> _INSTRUCTIONS TO FOLLOW_: Copy out all of the lines below in full. Multiply every bounding-box coordinate in the answer arrays by 1.15 and round each result to a whole number, with halves rounding up.

> _RECORDED INFORMATION_:
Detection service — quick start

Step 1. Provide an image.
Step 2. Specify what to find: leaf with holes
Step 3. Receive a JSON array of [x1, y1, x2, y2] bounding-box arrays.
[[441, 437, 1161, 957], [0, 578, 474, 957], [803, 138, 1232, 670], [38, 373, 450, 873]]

> _PROBLEM SOLUTION_:
Detection service — quick start

Step 1. Provide an image.
Step 2. Specify what to find: leaf with holes
Step 3. Receive a JSON array of [x1, y1, x2, y2] bounding-box arrays.
[[507, 503, 1335, 1101], [0, 665, 545, 1101], [923, 159, 1417, 771], [44, 429, 518, 1004]]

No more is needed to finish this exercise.